- **WORK REQUIRED**:
In the material, change "duck beak" to "duck bill" in everything from the line containing "Identify the duck webbed" down to the line containing "Identify the exposed". Return only those lines, otherwise unaltered.

- **SUPPLIED MATERIAL**:
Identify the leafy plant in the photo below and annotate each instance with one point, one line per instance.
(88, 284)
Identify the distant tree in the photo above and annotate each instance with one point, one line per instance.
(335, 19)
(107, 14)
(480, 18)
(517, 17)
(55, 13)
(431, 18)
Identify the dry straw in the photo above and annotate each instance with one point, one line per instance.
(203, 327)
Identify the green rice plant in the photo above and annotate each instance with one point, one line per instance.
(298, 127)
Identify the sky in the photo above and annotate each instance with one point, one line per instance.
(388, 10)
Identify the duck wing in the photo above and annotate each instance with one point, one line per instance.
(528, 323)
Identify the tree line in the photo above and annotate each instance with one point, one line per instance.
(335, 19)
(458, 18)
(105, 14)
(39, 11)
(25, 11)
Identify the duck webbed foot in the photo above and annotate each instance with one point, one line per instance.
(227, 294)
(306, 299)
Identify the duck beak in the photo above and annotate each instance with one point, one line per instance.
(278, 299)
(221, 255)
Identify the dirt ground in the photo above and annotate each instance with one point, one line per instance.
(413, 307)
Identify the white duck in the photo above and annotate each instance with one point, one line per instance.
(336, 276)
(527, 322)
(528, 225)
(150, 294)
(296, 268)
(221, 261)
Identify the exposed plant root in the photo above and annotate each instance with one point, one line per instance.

==

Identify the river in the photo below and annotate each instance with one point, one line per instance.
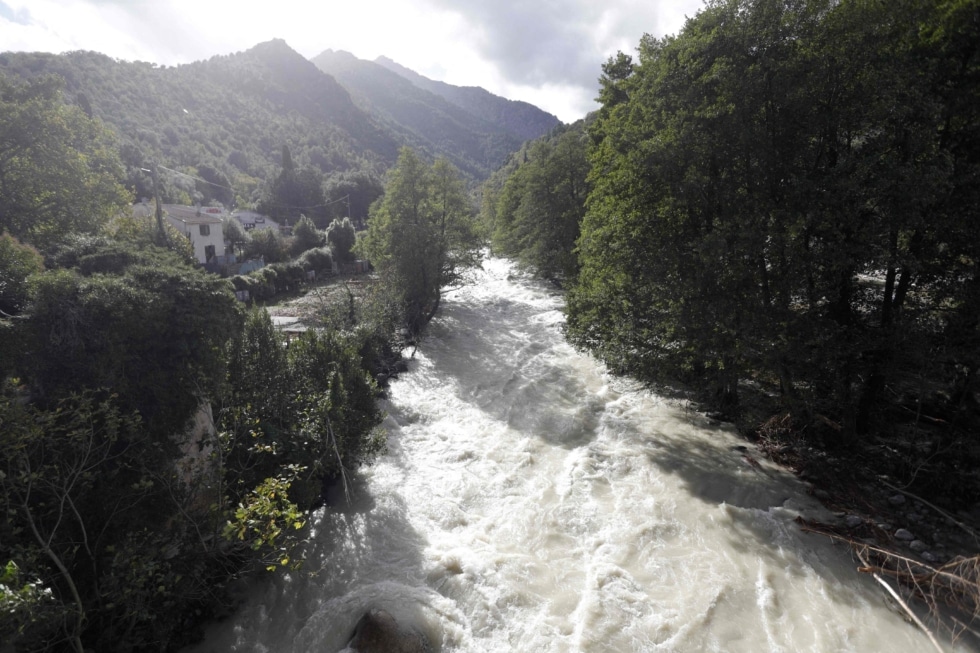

- **ANSWER TO THIS TASK**:
Identify the duck webbed foot in the photo above and annotate each instance with one point, one line per instance.
(227, 294)
(306, 299)
Identify the duck bill in the photo above and annotate each instance with one point, one line per instance.
(278, 299)
(221, 255)
Identify the dirt ground in the photo above and annotate each instance with one point, one line per instance.
(413, 307)
Identify the white duck in the photo above and annotate each instance with one point, one line per instance.
(336, 276)
(527, 322)
(528, 225)
(150, 294)
(296, 268)
(221, 261)
Identify the exposed plant root in the photo above and annotate each instance with one point, one line per instance.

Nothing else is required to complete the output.